=== Directions for this task ===
Copy the Fairview Museum blog post from "But I'm still" up to and including "could use it.", swapping "pictures" for "photos".

Friday, July 16, 2010

Have you seen my wife, Mr. Jones?

WHAT IS THIS?



We'll get to it in a minute. So, I've been bad at blogging this year. Are blogs out? I kind of think blogs are out. It's all about twitter and facebook these days. Quick hits. Cobra strikes. Kapow!

But I'm still taking lots of pictures, because if I don't take lots of pictures it's like nothing ever really happened. Oh the places I've been! I have a huge backlog of blogworthy adventures that I've got to get to. So now for the good news.

I don't have a job!

Wait, that's terrible news. Really bad news. Really bad. Scary. Do you have one? If so, do you have a spare? I could use it.

Point is, I have free time so maybe I'll blog some more often. Or maybe I won't. I said that last time I was jobless, and it didn't really happen. So who can you trust? That's a rhetorical question.

So have you been thinking about that picture above? Did you guess that it's a woolly mammoth? If you did, you're right.

This is at the Fairview Museum, in Fairview, Utah, which is down in Sanpete County which might be the best county. It's better than Juab, and way better than Utah County, obviously. Actually I think most of my readers are in Utah County. Utah County is great!

If I remember the story right, someone was bulldozing around a lake and moved some sand around and then beheld this Woolly Mammoth skeleton. These things are tusky. I bet it would be pretty scary to run into one.

The Fairview Museum is a catch all. You've got that mammoth, and then you've got this tiger sculpture.

And then all manner of stuffed things. Like people.

I just noticed that the guy is wearing a Frito-Lay hat. That's funny.

Also stuffed birds.



And stuffed critters.

The nice ladies that volunteer there were working on a quilt. One of them won the National Museum Volunteer of the Year Award in 1993.

This picture was taken from the second floor, the art gallery. Most artists there worked in the medium of "Abraham Lincoln."

There's a second building with less dead creatures and more art and historical stuff and junk.

I think this was sculpted by one of the famous Utah sculptors. Maybe Avard Fairbanks? Mahonri Young? Maybe it was neither of them.

More death imagery.

There was a room dedicated to miniatures, and they were actually pretty impressive. Way better than the "under the sea" diorama I did in 4th grade.


There were also a lot of maxiatures. Mannequins and life-sized scenes depicting... old times.

Suggested tattoos.
Primitive robot head.


Some sort of political statement?


One of the things I liked the most were all the old photographs collected at the museum. This one is interesting because I think that kid is too young to manage a baseball team. Must be one of those stat geeks.


A long drive through a desolate canyon would take us into Carbon County and the lost city of Scofield.

=== Supplied records ===
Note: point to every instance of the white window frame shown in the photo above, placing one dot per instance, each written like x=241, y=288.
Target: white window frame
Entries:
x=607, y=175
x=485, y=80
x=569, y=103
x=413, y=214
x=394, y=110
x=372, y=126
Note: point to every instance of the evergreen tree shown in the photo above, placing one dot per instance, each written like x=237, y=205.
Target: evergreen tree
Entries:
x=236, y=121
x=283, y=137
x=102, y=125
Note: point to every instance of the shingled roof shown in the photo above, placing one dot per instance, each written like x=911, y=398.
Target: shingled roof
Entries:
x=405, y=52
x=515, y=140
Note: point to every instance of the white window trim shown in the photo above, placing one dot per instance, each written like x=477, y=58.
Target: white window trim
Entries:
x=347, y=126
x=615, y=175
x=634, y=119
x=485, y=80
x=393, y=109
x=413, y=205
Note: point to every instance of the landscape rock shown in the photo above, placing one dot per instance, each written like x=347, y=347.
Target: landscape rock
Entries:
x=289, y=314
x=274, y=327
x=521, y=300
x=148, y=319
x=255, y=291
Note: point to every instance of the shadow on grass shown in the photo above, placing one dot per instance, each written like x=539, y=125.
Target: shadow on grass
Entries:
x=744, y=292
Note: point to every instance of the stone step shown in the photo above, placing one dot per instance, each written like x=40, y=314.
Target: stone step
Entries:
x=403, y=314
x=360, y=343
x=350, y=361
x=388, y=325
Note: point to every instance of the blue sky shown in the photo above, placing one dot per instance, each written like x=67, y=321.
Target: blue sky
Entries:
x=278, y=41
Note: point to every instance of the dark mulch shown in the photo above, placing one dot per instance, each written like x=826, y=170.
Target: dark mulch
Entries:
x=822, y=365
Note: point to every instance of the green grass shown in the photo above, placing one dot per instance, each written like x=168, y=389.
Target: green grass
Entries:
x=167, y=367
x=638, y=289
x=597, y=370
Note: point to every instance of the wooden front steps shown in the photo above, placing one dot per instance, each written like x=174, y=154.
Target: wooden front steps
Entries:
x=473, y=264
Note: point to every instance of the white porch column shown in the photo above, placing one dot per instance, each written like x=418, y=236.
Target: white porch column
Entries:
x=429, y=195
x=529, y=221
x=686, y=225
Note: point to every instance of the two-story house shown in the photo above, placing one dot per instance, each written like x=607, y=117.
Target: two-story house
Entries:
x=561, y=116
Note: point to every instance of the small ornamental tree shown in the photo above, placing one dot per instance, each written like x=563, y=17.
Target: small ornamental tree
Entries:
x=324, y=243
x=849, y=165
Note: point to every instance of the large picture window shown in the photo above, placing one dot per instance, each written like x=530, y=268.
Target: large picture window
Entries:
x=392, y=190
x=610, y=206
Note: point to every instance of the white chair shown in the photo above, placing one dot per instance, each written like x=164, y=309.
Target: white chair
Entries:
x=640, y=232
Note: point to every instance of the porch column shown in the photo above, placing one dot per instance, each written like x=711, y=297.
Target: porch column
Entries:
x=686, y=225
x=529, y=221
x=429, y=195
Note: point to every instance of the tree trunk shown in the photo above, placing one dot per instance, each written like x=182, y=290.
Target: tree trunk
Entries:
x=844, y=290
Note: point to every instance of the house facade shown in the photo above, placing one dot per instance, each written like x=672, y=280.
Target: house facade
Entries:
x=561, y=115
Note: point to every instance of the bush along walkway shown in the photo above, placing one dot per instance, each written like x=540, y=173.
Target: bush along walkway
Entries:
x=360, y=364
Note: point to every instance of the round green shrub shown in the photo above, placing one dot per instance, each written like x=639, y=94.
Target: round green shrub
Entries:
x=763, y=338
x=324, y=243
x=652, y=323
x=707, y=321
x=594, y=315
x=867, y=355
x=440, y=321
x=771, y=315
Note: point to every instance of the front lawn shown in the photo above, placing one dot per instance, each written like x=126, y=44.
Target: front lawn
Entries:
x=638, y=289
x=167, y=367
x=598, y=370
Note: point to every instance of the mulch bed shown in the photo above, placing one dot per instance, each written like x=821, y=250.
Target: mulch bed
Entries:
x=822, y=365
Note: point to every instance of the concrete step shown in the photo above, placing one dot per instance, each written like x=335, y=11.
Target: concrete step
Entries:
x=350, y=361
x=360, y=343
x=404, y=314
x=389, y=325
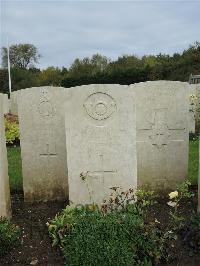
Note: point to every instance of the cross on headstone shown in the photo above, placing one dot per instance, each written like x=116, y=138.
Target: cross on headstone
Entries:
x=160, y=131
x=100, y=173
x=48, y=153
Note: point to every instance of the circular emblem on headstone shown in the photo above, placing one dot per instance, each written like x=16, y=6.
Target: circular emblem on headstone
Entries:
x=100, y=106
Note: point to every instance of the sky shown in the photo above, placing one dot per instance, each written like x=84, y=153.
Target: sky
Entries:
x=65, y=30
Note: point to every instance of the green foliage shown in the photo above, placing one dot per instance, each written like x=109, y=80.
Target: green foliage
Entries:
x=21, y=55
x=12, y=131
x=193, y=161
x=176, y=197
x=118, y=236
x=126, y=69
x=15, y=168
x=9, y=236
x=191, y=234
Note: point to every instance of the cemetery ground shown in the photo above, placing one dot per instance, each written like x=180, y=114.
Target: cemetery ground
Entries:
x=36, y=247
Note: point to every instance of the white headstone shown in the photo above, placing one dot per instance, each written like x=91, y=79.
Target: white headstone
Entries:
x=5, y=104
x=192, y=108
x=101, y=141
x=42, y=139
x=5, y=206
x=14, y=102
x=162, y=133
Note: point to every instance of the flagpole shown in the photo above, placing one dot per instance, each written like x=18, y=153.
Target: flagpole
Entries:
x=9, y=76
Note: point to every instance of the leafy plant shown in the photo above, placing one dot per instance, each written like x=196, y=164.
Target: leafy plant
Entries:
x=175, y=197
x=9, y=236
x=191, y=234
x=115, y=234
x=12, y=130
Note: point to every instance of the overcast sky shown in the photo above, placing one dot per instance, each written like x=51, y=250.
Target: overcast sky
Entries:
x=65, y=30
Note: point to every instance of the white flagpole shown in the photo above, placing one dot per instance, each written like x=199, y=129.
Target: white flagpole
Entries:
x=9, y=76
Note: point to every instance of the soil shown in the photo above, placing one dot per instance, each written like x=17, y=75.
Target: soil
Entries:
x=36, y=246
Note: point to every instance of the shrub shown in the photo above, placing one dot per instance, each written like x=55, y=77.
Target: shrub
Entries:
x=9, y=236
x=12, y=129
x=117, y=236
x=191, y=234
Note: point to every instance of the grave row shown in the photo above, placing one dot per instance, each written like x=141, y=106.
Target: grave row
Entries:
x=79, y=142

=== Result of the exercise ===
But I'm still taking lots of photos, because if I don't take lots of photos it's like nothing ever really happened. Oh the places I've been! I have a huge backlog of blogworthy adventures that I've got to get to. So now for the good news.

I don't have a job!

Wait, that's terrible news. Really bad news. Really bad. Scary. Do you have one? If so, do you have a spare? I could use it.